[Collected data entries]
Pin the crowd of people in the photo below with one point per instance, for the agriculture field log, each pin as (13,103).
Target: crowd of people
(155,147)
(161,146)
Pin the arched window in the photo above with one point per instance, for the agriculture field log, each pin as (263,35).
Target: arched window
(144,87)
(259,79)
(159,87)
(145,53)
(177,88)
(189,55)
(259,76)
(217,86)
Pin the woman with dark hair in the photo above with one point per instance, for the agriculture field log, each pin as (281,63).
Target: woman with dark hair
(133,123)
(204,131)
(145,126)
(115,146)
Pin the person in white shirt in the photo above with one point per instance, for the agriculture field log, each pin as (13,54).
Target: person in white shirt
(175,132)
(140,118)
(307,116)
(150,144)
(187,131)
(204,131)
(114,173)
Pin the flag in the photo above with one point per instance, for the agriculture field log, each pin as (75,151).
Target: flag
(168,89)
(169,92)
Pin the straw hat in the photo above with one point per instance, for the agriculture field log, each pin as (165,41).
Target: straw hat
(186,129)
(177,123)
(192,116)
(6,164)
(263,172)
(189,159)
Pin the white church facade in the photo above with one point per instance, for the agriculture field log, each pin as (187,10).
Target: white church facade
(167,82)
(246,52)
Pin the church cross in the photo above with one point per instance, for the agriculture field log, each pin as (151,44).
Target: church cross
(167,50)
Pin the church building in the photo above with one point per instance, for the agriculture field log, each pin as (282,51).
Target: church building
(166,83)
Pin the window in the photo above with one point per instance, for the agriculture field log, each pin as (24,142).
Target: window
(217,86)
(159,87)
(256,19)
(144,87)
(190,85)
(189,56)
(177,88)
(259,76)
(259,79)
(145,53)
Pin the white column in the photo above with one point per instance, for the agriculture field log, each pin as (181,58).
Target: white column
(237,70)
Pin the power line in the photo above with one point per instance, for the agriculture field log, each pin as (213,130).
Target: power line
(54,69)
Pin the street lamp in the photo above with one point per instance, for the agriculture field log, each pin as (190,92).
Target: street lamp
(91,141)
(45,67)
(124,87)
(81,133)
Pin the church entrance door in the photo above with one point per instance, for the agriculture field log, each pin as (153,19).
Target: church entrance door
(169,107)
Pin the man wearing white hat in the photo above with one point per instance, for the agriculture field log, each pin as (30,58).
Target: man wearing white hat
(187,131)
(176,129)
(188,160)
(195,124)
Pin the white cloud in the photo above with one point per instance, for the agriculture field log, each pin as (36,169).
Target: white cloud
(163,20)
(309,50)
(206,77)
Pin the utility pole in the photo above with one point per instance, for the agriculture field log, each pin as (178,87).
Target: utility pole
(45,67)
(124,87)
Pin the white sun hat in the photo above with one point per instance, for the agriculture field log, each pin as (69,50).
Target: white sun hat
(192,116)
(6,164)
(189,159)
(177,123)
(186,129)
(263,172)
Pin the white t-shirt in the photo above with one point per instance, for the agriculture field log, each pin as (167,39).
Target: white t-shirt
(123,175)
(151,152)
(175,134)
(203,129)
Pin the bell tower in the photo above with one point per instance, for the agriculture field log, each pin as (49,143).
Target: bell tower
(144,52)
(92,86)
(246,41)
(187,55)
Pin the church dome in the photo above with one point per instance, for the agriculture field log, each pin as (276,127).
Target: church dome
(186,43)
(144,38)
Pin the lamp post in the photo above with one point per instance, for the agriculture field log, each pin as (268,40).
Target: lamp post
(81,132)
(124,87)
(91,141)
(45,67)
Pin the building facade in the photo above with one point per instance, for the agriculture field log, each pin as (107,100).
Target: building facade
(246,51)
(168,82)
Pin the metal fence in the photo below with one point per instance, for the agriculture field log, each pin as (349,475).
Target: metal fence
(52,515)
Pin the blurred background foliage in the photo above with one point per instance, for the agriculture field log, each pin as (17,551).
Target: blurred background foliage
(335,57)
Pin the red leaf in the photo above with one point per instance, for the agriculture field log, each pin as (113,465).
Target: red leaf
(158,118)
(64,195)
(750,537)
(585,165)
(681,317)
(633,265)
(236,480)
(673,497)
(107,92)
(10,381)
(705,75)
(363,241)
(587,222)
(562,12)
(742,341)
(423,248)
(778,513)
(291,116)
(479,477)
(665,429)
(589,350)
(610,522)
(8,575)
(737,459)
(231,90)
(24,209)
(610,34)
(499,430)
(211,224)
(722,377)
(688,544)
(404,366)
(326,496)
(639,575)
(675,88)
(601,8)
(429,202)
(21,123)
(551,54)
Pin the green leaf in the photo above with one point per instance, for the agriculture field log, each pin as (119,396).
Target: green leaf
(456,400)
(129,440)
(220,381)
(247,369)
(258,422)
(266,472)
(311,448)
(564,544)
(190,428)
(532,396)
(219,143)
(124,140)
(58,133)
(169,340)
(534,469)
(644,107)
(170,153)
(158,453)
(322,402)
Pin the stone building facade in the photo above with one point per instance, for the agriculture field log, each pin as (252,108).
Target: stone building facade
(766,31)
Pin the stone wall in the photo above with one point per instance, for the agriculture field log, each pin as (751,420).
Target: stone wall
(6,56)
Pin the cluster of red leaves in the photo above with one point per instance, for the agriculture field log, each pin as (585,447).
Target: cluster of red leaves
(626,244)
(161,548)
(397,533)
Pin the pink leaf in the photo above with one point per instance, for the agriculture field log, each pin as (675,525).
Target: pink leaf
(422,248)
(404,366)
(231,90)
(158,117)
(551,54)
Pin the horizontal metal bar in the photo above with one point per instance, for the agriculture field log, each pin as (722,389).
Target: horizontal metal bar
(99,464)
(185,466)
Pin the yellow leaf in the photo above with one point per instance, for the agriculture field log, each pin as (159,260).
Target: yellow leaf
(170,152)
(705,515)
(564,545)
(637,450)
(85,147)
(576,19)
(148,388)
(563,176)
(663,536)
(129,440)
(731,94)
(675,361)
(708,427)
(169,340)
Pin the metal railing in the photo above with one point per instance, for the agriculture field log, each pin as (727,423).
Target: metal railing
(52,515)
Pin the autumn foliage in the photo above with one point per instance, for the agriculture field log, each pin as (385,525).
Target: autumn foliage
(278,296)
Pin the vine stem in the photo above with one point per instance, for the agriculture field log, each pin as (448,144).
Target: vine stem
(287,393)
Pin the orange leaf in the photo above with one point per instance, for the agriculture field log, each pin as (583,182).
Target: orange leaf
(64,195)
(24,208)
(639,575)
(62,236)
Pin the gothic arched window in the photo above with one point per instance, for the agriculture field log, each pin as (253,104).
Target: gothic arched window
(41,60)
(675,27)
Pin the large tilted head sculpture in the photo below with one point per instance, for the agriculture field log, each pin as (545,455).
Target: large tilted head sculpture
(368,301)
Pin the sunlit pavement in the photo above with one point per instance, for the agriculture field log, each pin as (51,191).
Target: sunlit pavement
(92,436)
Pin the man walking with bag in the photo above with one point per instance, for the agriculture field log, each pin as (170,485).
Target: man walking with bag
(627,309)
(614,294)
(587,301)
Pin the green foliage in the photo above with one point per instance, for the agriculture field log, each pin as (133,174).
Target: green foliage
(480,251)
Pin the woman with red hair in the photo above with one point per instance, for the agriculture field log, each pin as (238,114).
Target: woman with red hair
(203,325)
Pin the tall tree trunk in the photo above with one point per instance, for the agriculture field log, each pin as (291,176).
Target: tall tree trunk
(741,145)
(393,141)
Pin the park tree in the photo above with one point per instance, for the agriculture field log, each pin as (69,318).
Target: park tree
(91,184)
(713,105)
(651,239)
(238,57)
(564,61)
* * *
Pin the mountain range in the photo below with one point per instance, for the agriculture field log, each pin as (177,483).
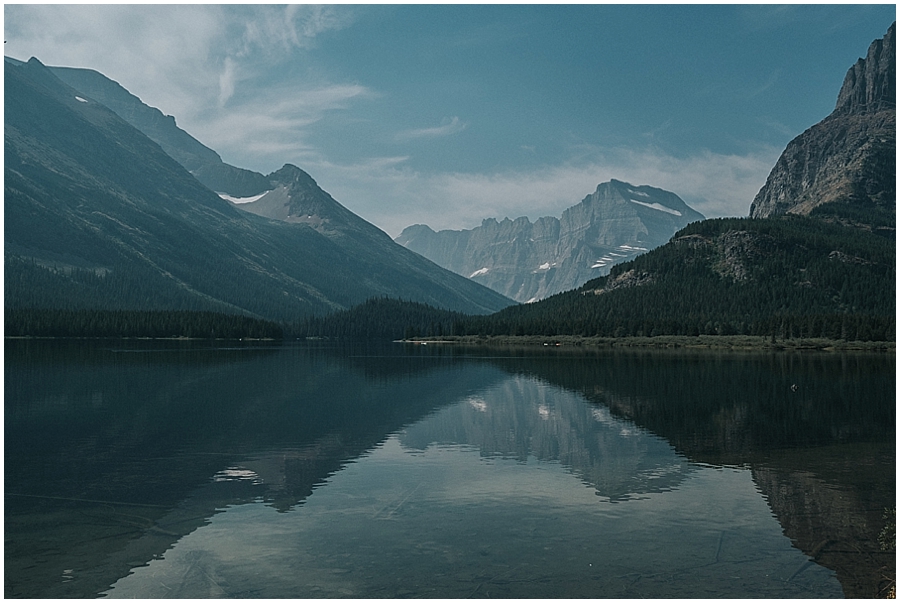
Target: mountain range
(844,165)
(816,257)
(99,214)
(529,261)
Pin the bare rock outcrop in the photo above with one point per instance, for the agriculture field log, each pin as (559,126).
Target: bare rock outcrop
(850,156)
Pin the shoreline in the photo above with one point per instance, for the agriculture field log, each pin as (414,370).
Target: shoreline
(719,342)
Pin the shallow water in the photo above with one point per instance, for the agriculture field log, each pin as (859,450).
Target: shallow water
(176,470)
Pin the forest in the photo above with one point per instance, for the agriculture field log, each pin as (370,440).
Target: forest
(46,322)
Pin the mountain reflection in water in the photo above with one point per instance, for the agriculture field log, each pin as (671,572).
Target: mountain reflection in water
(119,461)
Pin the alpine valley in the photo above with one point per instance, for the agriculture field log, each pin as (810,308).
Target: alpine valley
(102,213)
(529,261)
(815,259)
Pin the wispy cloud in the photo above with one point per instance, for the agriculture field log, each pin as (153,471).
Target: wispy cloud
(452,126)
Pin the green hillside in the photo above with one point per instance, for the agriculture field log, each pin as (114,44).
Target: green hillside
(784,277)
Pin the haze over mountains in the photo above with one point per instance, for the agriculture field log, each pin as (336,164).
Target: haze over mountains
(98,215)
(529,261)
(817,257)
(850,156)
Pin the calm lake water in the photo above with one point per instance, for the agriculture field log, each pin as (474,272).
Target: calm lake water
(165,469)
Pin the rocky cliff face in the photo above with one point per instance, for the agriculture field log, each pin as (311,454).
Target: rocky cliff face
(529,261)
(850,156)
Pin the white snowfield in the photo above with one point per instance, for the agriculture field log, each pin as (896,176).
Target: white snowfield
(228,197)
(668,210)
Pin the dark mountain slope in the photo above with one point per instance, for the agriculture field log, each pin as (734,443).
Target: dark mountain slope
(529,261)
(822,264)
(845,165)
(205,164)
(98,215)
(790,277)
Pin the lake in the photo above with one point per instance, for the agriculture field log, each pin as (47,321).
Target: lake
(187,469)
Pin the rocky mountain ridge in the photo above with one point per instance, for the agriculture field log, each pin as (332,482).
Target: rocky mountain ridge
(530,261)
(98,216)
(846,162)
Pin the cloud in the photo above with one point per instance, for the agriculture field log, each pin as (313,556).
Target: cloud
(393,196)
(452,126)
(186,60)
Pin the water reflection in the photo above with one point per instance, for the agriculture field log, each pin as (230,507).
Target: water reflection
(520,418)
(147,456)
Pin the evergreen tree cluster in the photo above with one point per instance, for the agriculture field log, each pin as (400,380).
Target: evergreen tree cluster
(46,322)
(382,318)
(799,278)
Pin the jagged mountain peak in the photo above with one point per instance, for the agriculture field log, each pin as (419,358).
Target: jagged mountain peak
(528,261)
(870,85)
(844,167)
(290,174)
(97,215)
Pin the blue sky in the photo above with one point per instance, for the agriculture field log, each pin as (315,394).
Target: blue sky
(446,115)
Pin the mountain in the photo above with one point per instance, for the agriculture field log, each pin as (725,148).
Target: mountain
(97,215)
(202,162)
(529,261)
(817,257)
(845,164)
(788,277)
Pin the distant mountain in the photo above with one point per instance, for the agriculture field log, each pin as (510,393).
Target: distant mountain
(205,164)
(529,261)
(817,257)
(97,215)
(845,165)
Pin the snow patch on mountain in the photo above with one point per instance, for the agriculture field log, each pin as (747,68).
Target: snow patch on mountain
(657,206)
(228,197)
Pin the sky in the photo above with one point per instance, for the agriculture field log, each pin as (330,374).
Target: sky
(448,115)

What is expected >>
Give back, word for word, only the lines above from the line holding "Pin the lamp" to the line holding "Pin the red", both included.

Response to the task >>
Pin the lamp post in the photo above with one point per instance, for the agriculture field log, each pin as (268,40).
Target: lamp post
(81,132)
(124,87)
(91,141)
(45,67)
Pin the building facade in the photo above with one point per instance, for the agriculture field log, each pin as (107,100).
Target: building facade
(246,51)
(168,82)
Pin the metal fence in the photo below with one point per instance, for the agriculture field log, each pin as (349,475).
Target: metal fence
(52,515)
Pin the blurred background foliage in the photo above with one point per instance, for the agriculture field log, each pin as (17,551).
Target: blurred background foliage
(335,57)
Pin the red leaf in the photo above with one point per instance, for the agriculture field log, each pin as (113,465).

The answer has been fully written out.